Document text:
- - -

Dr. Spender and Matt return, bringing more things for the baby. The Girl is pronounced well-enough to leave the room, while Emily, May, and George finally get to see the baby boy. The Girl seems restless and uninterested in her infant. She tries to get music from George's radio but it only produces static. Later, George is able to tune into a police call about the recent kidnapping of a baby. Emily, holding a baby doll that Nurse Martin used to calm the infant, suddenly realizes the noise it makes is the same that they have been hearing the past week.

The Girl, bored and rebellious, wants to leave. Rev. Cartwright and Dr. Spender, who seem to know each other, warn her against trying to travel so soon. While Nurse Martin holds the baby, the Girl leaves the house, clearly frightened, followed by Matt, while Spender and Cartwright watch.

State Trooper Virgil Beamis and his partner Jay visit the Madison mansion, looking for information about the kidnapping. Beamis is suspicious of Cartwright, who looks familiar to him. Since the Girl is gone, Emily claims the baby is hers, which causes amusement to Beamis, on account of her age and unmarried state. The troopers depart, and soon neighbors start dropping in to try and see if the rumors about Emily's baby are true. Mrs. Canby comes calling to borrow corn starch, but really to snoop. May eventually pushes her out, but not before she sees a baby bottle. George, tuning in another police radio call, hears the body of a young woman who was beaten to death has been found on the Post Road. By now, Emily, George, and May realize they are captive in their own home.

Emily outwits the kidnappers by hiding the real baby in the washbasket with the dirty laundry with a note for the police. Jeeby takes the basket away, while Emily and May fool the kidnappers by using their own decoy baby doll to make them think its still in its room. The police arrive and arrest the crooks, and the real baby is restored to its parents.

==Original production==
===Background===
Husband and wife Steele and Mitchell had collaborated on two plays in 1934, Any Woman and Post Road. The former, a marital farce on divorce, was given a week-long tryout at the Castle Theatre on the Boardwalk at Long Beach, New York during August 1934, but doesn't appear to have subsequently been produced for Broadway.

- - -

Data excerpts:
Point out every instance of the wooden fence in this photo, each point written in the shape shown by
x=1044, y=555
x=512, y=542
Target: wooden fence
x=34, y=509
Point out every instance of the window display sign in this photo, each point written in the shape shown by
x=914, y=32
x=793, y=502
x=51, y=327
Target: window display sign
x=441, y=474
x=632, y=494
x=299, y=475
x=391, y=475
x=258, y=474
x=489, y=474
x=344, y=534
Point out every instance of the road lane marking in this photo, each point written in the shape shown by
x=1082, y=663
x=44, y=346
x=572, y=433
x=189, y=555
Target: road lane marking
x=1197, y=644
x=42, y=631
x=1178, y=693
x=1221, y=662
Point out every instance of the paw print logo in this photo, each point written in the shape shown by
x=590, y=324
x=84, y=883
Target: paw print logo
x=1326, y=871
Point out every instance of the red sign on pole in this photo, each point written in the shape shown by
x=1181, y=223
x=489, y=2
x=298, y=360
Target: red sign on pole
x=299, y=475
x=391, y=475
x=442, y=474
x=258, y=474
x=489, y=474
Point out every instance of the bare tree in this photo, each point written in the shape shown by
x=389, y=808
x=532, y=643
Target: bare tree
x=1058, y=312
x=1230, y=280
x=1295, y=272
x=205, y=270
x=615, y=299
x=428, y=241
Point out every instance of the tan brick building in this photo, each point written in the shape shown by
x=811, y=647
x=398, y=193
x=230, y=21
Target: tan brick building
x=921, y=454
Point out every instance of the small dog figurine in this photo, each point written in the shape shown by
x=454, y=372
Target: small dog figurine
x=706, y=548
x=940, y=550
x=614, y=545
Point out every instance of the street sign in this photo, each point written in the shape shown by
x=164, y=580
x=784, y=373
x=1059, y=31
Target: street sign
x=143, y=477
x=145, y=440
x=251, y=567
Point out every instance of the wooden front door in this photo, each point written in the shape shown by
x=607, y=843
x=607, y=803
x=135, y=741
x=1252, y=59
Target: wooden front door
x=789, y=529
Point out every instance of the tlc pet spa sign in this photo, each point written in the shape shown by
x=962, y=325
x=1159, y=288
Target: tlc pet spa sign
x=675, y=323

- - -

Written instruction:
Answer from the text about the play above:
(a) What does Mrs. Canby say she has come to borrow?
(b) Where does Emily hide the real baby?
(c) At which theater was Any Woman given its tryout?

The result:
(a) Corn starch.
(b) In the washbasket with the dirty laundry, along with a note for the police.
(c) The Castle Theatre on the Boardwalk at Long Beach, New York.